» The exercise
Report each line in the items below that contains the word "dark", copying the line in full. Matching is case-sensitive.

··· Material provided ···

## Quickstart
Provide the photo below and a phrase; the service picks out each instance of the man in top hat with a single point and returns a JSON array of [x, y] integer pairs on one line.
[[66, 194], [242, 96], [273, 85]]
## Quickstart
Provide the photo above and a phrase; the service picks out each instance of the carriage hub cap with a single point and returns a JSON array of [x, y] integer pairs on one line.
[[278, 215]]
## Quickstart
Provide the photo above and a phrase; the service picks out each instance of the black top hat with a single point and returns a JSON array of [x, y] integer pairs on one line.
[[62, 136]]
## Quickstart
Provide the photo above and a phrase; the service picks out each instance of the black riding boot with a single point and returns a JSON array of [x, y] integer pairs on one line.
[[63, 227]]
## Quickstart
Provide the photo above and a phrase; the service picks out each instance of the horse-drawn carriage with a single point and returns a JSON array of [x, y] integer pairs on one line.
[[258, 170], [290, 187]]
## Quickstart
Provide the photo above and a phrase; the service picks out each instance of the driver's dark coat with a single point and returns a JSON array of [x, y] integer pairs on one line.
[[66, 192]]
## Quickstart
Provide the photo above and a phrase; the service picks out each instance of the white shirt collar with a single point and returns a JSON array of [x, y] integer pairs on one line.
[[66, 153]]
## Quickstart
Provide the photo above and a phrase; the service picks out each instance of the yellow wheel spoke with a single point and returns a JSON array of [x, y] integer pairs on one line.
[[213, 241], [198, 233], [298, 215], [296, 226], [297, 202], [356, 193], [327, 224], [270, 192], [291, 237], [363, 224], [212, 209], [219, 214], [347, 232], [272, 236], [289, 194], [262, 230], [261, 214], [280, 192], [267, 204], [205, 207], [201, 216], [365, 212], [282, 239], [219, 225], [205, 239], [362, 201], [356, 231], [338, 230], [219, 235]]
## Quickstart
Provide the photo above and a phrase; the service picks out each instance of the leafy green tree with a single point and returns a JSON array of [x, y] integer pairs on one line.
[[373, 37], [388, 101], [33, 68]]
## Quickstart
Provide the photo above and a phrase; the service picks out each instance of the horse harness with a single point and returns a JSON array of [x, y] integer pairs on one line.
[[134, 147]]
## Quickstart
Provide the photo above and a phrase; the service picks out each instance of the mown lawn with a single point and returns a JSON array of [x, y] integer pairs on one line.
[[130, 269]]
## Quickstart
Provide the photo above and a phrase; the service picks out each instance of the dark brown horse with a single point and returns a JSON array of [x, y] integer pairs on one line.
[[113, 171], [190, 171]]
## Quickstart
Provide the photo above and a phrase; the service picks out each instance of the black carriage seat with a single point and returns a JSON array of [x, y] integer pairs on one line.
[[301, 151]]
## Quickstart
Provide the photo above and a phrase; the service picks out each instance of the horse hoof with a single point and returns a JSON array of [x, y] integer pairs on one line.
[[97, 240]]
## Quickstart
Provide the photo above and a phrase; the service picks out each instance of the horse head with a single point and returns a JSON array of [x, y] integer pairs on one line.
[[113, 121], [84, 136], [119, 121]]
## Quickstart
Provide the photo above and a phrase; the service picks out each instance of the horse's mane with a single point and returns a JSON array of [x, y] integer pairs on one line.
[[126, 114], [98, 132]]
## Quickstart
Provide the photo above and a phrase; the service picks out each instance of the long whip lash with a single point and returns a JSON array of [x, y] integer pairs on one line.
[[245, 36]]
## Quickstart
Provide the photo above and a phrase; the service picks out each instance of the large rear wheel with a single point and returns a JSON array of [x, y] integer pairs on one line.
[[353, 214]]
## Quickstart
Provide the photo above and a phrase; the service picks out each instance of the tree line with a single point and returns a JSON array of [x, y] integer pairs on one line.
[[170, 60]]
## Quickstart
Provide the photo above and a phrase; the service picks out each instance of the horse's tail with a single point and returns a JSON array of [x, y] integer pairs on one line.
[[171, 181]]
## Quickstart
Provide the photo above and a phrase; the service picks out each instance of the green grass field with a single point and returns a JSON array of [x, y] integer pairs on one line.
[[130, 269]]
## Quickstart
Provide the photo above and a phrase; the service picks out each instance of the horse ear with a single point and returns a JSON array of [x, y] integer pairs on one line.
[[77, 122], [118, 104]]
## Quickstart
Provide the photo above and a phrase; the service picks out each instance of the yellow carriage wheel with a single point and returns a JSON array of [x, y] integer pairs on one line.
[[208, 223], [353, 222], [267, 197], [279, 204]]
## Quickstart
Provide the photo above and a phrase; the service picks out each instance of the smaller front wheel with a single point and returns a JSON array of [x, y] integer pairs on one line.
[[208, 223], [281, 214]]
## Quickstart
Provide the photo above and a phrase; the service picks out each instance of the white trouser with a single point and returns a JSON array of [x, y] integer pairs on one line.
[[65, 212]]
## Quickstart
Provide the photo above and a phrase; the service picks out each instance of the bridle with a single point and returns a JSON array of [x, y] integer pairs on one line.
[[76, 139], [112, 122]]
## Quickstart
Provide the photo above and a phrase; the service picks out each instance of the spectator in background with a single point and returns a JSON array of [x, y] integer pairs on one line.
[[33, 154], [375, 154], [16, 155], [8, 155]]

···

» Answer to this problem
Provide the photo above and a phrase; the service picks out each instance of the driver's dark coat with a single point and returns a JSON array of [x, y] integer pairs on one line.
Provide the photo above and a phrase; the service picks out each instance of the dark brown horse with a single point and returns a JSON array of [x, y] integer pairs on one line.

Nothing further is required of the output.